**Instructions to follow:** Return every line in the data below that contains the word "shrub". Case counts.
★ ★ ★
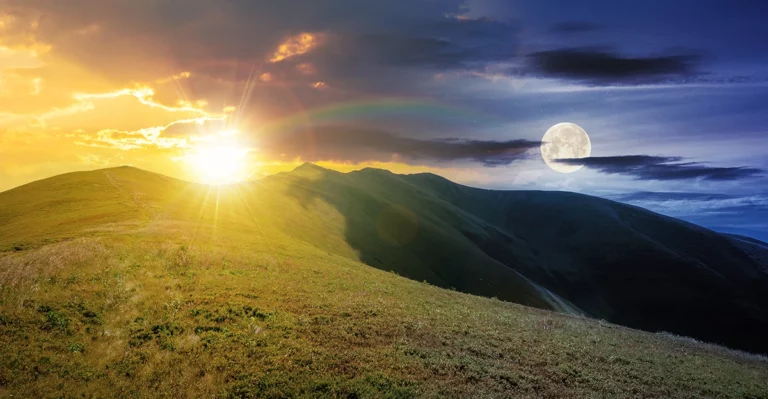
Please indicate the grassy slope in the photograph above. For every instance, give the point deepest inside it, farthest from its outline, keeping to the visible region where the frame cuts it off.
(168, 297)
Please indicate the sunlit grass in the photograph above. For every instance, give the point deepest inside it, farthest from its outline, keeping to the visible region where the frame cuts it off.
(217, 293)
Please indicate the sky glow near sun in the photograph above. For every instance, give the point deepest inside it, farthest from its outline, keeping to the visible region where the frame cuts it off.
(448, 87)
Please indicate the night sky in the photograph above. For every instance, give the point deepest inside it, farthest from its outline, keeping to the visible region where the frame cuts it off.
(673, 94)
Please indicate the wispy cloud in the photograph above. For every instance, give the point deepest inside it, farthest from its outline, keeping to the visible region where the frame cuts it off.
(338, 143)
(646, 167)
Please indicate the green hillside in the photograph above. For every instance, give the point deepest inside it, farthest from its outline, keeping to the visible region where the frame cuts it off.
(124, 283)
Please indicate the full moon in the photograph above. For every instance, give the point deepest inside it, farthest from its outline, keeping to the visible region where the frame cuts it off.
(562, 141)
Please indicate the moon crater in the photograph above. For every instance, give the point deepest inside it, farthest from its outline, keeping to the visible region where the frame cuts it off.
(565, 141)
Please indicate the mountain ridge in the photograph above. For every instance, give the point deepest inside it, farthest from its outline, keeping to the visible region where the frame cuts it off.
(125, 283)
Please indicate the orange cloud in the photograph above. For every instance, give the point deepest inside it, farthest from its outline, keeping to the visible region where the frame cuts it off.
(306, 68)
(296, 45)
(183, 75)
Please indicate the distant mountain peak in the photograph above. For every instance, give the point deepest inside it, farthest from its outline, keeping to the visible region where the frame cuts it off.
(309, 166)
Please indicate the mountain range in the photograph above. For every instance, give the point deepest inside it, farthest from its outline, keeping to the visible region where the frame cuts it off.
(586, 257)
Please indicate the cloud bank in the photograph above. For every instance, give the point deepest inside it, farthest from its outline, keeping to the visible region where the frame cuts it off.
(646, 167)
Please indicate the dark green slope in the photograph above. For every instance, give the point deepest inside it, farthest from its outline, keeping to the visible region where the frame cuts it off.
(396, 227)
(626, 264)
(612, 261)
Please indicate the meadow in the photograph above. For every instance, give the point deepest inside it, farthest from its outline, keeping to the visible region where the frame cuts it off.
(159, 288)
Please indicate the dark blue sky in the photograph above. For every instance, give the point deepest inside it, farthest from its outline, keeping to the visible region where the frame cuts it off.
(672, 93)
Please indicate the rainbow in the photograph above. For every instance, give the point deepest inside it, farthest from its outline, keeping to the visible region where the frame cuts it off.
(395, 108)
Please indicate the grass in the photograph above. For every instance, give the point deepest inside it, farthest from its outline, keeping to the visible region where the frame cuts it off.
(179, 300)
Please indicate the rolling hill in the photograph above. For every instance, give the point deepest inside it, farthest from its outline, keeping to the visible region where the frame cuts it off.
(121, 282)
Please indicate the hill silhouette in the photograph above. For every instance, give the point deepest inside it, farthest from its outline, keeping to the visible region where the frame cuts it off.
(121, 282)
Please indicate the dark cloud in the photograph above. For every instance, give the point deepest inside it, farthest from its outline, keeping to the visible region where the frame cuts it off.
(349, 144)
(604, 67)
(646, 167)
(571, 27)
(671, 196)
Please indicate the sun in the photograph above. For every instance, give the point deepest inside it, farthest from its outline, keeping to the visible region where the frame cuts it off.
(219, 164)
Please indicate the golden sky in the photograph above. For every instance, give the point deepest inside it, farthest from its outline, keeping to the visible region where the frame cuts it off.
(76, 95)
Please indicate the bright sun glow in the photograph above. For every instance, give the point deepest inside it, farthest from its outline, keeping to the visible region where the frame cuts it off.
(222, 164)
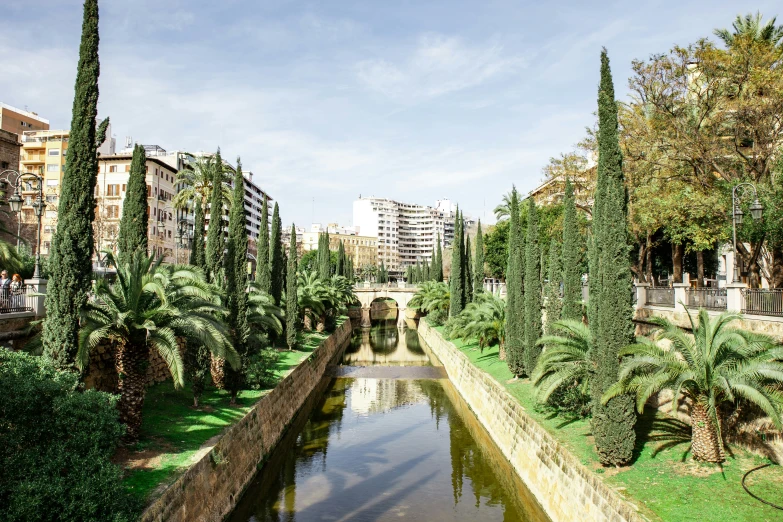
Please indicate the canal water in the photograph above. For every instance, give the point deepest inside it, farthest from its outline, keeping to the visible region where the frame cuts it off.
(387, 438)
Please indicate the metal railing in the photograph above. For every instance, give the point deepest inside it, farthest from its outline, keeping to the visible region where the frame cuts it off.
(709, 298)
(660, 296)
(759, 301)
(15, 301)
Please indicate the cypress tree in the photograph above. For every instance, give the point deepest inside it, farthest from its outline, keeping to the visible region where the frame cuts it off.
(572, 279)
(235, 269)
(438, 275)
(468, 272)
(610, 284)
(457, 298)
(134, 223)
(215, 240)
(554, 305)
(515, 341)
(478, 265)
(197, 254)
(276, 257)
(262, 261)
(533, 303)
(70, 258)
(291, 302)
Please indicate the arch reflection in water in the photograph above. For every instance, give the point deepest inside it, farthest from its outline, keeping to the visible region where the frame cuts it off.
(384, 449)
(385, 344)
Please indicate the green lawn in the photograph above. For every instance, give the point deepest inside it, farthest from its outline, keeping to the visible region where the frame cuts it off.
(663, 481)
(173, 432)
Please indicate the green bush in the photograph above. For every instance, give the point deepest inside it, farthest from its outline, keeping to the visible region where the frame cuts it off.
(55, 447)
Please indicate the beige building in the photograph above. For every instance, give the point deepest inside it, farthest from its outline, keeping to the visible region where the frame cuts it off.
(362, 250)
(20, 121)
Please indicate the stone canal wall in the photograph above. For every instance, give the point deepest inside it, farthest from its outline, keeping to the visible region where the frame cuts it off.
(210, 489)
(567, 491)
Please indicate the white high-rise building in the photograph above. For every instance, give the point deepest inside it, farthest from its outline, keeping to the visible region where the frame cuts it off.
(406, 232)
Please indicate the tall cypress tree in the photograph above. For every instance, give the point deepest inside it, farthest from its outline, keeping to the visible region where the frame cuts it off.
(235, 269)
(468, 272)
(554, 305)
(611, 285)
(198, 256)
(262, 261)
(533, 303)
(215, 240)
(438, 275)
(457, 298)
(572, 278)
(70, 257)
(515, 316)
(291, 302)
(276, 257)
(478, 265)
(135, 220)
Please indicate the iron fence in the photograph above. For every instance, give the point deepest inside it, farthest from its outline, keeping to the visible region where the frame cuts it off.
(14, 301)
(660, 296)
(709, 298)
(759, 301)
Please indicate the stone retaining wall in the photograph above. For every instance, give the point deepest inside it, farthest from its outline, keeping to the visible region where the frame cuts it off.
(210, 489)
(566, 490)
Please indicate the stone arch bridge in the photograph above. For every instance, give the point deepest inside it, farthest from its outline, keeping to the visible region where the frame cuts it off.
(401, 295)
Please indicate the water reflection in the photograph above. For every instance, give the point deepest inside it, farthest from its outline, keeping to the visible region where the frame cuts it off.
(386, 449)
(385, 344)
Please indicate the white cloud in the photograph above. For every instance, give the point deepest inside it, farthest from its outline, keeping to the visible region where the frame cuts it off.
(438, 65)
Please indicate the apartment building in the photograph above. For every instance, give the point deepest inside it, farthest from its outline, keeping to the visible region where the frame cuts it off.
(406, 232)
(19, 121)
(362, 250)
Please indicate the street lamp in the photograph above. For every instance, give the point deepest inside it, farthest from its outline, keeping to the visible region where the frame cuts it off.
(756, 209)
(15, 202)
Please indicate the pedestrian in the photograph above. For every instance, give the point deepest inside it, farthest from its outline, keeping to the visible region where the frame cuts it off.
(5, 289)
(17, 291)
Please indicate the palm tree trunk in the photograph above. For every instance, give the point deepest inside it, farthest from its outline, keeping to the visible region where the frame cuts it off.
(131, 364)
(218, 371)
(705, 442)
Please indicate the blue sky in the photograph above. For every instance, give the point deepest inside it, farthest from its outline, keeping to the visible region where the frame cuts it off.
(411, 100)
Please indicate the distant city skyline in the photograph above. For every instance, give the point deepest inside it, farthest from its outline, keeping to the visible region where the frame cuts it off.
(326, 102)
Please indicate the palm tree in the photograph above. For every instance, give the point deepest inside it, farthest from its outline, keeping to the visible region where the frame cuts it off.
(149, 307)
(713, 366)
(196, 181)
(483, 320)
(565, 360)
(750, 26)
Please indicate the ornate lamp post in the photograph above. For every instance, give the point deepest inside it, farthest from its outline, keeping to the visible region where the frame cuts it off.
(16, 178)
(756, 210)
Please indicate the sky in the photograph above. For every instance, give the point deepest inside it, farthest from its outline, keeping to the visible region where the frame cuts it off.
(326, 101)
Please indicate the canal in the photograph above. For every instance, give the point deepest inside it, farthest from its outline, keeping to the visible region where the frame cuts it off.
(386, 438)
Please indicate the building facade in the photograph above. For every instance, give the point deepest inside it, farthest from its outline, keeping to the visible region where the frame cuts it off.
(19, 121)
(406, 233)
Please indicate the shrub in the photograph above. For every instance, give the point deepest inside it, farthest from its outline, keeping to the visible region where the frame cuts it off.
(55, 446)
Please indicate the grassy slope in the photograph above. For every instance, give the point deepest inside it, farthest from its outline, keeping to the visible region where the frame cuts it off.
(663, 481)
(173, 431)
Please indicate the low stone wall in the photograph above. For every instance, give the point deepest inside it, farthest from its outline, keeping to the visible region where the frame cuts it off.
(210, 489)
(566, 490)
(772, 326)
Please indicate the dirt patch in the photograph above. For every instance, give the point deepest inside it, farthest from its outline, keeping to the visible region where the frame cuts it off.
(147, 458)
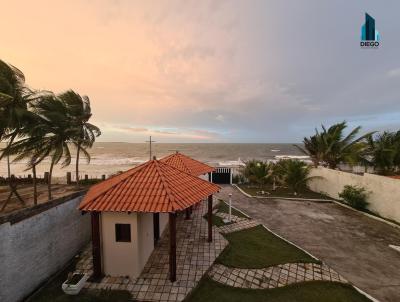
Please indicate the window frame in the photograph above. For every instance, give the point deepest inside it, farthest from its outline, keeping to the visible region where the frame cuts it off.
(123, 232)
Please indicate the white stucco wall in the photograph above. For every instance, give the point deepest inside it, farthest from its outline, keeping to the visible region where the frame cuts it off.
(38, 246)
(119, 258)
(384, 198)
(146, 237)
(127, 258)
(163, 221)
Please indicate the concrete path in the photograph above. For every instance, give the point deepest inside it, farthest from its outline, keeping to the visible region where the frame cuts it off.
(273, 276)
(353, 244)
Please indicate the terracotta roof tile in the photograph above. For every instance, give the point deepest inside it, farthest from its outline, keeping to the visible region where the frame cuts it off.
(187, 164)
(151, 187)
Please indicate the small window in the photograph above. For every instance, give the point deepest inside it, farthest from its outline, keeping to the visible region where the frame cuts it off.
(122, 232)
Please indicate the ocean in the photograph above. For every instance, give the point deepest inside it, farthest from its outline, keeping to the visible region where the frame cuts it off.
(108, 158)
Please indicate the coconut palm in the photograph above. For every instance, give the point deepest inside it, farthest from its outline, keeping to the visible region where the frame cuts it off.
(51, 136)
(13, 104)
(79, 112)
(331, 146)
(384, 152)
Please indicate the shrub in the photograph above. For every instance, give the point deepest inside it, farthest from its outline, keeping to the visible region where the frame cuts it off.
(355, 196)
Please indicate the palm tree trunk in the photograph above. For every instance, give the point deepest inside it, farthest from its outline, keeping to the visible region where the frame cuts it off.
(8, 166)
(77, 164)
(34, 185)
(49, 180)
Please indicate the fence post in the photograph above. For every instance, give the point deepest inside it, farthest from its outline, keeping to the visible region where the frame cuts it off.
(68, 178)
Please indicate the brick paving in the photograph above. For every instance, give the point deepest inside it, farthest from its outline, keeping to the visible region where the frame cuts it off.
(275, 276)
(194, 257)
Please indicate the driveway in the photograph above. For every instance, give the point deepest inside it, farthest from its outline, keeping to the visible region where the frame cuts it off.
(353, 244)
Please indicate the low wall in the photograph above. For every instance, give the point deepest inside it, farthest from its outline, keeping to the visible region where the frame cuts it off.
(35, 243)
(384, 198)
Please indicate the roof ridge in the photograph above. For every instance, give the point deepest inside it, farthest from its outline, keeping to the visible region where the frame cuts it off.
(125, 175)
(191, 175)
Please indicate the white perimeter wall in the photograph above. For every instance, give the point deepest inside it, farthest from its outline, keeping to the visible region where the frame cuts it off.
(37, 247)
(384, 198)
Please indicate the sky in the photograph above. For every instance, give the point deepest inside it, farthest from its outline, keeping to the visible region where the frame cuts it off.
(211, 71)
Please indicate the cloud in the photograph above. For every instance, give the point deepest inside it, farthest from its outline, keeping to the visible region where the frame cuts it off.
(209, 70)
(220, 118)
(133, 129)
(394, 72)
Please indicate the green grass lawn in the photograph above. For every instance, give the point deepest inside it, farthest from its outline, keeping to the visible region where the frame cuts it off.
(314, 291)
(259, 248)
(280, 192)
(52, 292)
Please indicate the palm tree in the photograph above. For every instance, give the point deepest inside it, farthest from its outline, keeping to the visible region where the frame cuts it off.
(296, 174)
(384, 150)
(51, 136)
(79, 112)
(332, 147)
(13, 104)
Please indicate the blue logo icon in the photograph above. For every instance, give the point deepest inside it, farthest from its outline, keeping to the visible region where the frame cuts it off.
(370, 37)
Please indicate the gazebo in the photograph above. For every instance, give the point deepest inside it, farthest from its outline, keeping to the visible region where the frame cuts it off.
(128, 202)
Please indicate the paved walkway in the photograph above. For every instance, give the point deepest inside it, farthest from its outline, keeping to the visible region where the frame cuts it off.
(275, 276)
(194, 257)
(349, 242)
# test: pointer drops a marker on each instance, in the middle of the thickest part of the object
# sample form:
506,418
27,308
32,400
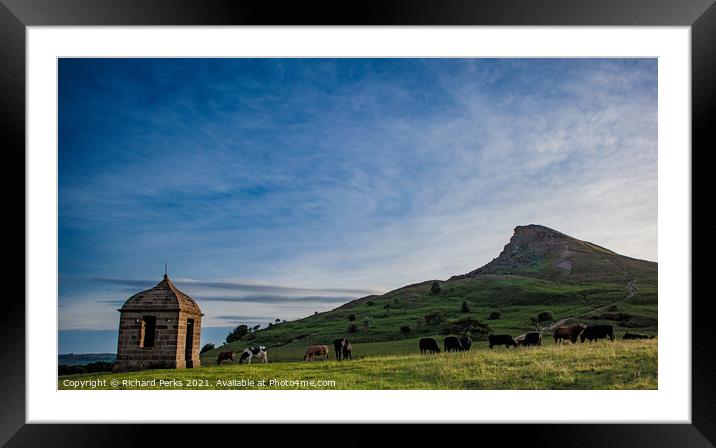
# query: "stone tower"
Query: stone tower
159,328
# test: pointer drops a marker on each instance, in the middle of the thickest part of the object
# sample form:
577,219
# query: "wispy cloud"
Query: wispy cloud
237,286
298,179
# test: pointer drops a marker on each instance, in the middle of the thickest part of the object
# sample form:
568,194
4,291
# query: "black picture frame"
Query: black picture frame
16,15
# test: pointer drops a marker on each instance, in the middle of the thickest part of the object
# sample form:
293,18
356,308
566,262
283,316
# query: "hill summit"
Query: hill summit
540,252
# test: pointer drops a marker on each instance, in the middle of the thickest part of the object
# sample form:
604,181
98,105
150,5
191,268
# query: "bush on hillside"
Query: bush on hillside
465,325
435,288
238,333
434,317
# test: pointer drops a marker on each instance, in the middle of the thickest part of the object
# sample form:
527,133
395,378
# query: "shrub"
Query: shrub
433,318
465,325
435,288
238,333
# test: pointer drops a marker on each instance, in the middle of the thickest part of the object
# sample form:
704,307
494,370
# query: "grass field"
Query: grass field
395,365
516,298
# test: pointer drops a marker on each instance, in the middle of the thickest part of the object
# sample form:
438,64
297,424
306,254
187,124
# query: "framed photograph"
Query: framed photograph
238,220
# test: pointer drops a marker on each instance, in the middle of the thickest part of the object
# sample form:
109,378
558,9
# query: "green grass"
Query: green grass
517,298
396,365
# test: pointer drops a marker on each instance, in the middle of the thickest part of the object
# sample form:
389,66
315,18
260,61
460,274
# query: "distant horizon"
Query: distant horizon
275,188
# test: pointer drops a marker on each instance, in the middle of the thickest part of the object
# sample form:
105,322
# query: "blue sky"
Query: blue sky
279,187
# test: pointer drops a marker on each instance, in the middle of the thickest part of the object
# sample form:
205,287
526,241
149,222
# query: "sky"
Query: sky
275,188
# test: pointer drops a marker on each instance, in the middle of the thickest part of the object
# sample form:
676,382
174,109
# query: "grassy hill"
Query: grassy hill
396,365
539,270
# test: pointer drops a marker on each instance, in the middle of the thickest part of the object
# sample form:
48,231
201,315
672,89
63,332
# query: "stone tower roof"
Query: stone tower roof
163,297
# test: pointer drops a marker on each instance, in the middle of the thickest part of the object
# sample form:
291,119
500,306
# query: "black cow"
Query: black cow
452,344
253,352
636,336
428,345
501,339
594,332
340,346
465,343
230,356
532,338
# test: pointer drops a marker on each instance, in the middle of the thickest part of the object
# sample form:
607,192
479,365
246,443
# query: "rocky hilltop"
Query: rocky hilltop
540,252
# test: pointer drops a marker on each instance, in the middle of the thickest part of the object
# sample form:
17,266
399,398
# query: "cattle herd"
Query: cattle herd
343,348
562,334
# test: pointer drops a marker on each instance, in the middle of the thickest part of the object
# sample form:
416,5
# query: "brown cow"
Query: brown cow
316,350
568,332
226,356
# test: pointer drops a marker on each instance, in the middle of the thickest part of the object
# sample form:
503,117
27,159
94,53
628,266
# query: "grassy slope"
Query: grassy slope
602,365
517,298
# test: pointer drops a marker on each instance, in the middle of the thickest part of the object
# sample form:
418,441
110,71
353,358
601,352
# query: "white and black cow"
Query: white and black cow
258,352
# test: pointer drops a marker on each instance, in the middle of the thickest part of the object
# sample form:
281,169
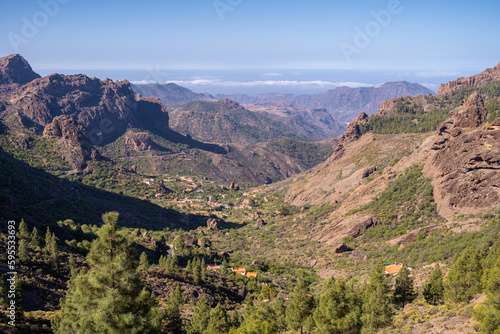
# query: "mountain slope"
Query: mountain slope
226,121
14,69
342,103
86,115
461,160
171,94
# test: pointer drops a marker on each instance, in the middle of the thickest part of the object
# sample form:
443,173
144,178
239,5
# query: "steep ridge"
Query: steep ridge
315,123
343,103
73,143
464,164
226,121
171,94
105,108
475,81
14,69
80,113
460,161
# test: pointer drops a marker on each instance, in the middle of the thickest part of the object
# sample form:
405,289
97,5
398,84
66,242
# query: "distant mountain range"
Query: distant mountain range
171,94
89,121
343,103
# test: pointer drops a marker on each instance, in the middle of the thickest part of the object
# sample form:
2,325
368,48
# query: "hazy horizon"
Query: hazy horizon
261,81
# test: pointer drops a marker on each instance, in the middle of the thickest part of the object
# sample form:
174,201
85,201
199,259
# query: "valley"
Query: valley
258,183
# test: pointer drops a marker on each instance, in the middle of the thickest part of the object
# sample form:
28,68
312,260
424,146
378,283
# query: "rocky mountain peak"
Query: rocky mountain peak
475,81
352,133
73,144
230,103
14,69
472,113
105,108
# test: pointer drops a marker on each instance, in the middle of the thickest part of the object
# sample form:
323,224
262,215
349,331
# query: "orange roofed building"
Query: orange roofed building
393,269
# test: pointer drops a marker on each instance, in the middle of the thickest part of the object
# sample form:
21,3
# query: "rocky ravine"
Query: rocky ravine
73,143
464,164
478,80
462,161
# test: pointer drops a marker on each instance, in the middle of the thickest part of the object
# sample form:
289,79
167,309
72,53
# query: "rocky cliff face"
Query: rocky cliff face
14,69
171,94
479,80
138,141
352,133
465,161
73,143
105,108
343,103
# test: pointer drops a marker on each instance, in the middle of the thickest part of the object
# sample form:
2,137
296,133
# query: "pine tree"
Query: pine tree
108,298
48,238
219,322
488,312
196,271
172,318
279,311
162,262
173,265
339,309
433,291
404,292
53,252
463,282
23,251
72,264
177,295
143,261
300,307
201,317
36,240
377,307
3,291
490,260
23,232
203,270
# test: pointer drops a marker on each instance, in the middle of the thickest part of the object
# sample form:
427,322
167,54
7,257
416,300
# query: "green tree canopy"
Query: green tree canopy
108,298
488,312
433,291
404,292
201,317
219,322
300,307
339,309
463,282
377,308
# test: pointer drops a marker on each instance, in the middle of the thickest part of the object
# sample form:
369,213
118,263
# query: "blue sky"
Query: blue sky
426,38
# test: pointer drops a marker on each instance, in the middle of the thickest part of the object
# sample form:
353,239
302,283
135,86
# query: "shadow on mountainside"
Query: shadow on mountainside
43,199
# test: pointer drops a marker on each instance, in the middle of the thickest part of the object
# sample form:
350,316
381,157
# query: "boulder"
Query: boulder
342,248
213,223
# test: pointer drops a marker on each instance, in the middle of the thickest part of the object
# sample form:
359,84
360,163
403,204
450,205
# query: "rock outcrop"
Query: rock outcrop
105,108
74,145
14,69
352,133
465,163
138,141
475,81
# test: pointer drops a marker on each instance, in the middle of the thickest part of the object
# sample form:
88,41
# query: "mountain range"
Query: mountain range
414,183
318,116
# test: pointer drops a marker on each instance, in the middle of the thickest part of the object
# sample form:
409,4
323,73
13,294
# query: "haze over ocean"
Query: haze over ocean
240,46
251,82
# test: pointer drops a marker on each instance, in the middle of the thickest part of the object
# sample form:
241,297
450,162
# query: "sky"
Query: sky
325,41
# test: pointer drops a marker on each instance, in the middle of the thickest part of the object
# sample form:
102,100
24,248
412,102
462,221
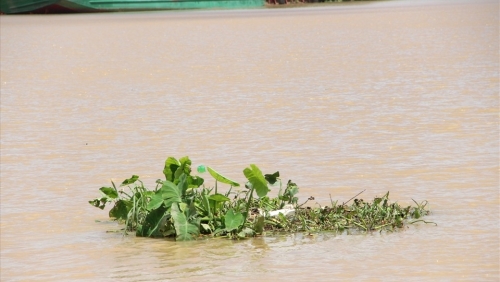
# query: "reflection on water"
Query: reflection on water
398,96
★ ★ ★
**Solved exercise:**
Please indicate the shrub in the photograph above. For every instance, give the point deepest inside it, farthest from its outline, keeping to the visible region where the frame cuts it off.
Please indicate the shrub in the photograph above. For every instance, give the point deepest inside it, farthest from its outline, keeping to the visible region where the frame cuts it off.
# query: "shrub"
Query: shrub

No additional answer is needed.